╔══
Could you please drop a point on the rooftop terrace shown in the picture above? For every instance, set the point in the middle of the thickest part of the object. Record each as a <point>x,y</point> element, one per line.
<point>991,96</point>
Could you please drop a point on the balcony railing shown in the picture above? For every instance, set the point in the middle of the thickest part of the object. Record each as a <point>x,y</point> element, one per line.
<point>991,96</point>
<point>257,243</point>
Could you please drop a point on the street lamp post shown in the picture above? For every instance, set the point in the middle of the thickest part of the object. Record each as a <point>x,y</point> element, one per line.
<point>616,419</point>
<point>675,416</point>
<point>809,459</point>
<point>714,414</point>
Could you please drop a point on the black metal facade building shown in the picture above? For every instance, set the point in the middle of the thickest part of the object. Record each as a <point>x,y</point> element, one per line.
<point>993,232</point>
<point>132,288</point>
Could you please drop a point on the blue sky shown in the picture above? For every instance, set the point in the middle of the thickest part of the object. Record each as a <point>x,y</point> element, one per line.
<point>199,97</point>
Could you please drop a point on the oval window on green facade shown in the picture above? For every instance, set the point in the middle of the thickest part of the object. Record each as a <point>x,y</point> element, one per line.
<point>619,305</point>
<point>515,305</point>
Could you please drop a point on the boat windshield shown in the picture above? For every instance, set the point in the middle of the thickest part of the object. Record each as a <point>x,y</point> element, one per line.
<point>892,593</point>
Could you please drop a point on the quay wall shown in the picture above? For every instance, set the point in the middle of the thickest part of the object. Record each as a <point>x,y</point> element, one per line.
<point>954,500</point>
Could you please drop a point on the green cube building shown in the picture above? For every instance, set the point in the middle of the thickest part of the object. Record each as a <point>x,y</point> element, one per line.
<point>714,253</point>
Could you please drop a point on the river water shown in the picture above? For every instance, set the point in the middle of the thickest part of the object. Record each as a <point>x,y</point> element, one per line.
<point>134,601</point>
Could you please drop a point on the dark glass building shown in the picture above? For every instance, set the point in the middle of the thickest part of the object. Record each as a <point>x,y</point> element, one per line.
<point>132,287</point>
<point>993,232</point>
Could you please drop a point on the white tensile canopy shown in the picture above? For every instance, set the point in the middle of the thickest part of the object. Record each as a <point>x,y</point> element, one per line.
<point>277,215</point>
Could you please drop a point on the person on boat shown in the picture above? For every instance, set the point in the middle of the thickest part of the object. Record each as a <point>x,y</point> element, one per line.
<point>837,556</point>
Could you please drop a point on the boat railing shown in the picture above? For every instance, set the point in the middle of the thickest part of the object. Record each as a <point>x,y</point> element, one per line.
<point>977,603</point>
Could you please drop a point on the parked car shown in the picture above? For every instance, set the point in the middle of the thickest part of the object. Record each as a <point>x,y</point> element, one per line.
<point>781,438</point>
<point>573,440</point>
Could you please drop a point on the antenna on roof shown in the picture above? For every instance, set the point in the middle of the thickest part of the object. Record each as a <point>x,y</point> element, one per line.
╚══
The data must be given again in full, exactly as written.

Could you please drop a point on the rooftop terrace shown in the picture above? For every instance, set the point in the middle of the thickest part of the object. Record each as a <point>x,y</point> element, one per line.
<point>991,96</point>
Could you please drop a point on the balcony railing shown in the picture above? For every instance, set the point in the middle of the thickest part of the object. Record each as a <point>x,y</point> element, one per line.
<point>991,96</point>
<point>257,243</point>
Could you please drop a point on the street lamp post shown in the picture above? For every instance, set the point in the middle of the thickest part of the object. Record each as a <point>x,y</point> element, one per line.
<point>616,419</point>
<point>675,416</point>
<point>809,459</point>
<point>714,414</point>
Could you please drop a point on the black metal facade building shown in the picture above? For every instance, set the point in the middle of the thickest part of the object. Record each as a <point>x,y</point> element, one per line.
<point>993,232</point>
<point>132,288</point>
Could you please drop a point on the blue sky shown in the picture above? For every instance, set the point in the middle of the thickest part of the object. Record each as a <point>x,y</point> element, one per line.
<point>199,97</point>
Could you please drop a point on the oval window on green facade shown in the picture above? For every instance, set the point in the middle of the thickest part of the object. Record each as a <point>x,y</point> element, one per line.
<point>619,305</point>
<point>515,305</point>
Could you please drop a point on the boat windshield shown in the picture above? For every instance, set the point in the middle of the thickest part of the object. Record each as a <point>x,y</point> element, one per line.
<point>892,593</point>
Could you please drop a point on the quay wall shown in the picture above? For every instance, set the point in the middle of the thickest part of the object. Record each as a <point>x,y</point> element, one per line.
<point>954,500</point>
Could you please drop a point on the green cube building shown in the picture above? For every instance, set the point in the middle of the thickest part of the object. Record each as a <point>x,y</point> element, one per line.
<point>714,253</point>
Could you please drop a point on the river water shown in the picture above? For every instance, set the point in the middle of the thickest part of the object. Record each as a <point>x,y</point> element, one per line.
<point>134,601</point>
Could you please drop a point on the dark glass building shown in the picture above? For every instance, set the point in the middle of the thickest part of the object. Record each as a <point>x,y</point> element, one per line.
<point>132,287</point>
<point>993,232</point>
Could you please drop a point on the white tensile canopy shown in the picture above? For every instance, set the point in the middle of the thickest part of the object. Record each as a <point>x,y</point> element, one per line.
<point>277,215</point>
Could you please drop a point on the person on boat shown in the picture above? For every instance, set the point in the middle of the thickest part of the object. Record each as a <point>x,y</point> element, one per line.
<point>837,556</point>
Could you please drop a point on the boat railing shown in the picture above? For every instance, set the point in the middle of the thickest part of the object. Record each as a <point>x,y</point> element, one per line.
<point>977,603</point>
Could you please drop a point on the parked car shown in the picture above? For every instance, set the point in the middle of the thickest part of the object. Record each as a <point>x,y</point> element, one per line.
<point>781,438</point>
<point>573,440</point>
Could you please drop a point on the antenna on roof shown in the picture above? For every instance, set the point in the middle of the thickest part of the object. Record each as a <point>x,y</point> element, one per line.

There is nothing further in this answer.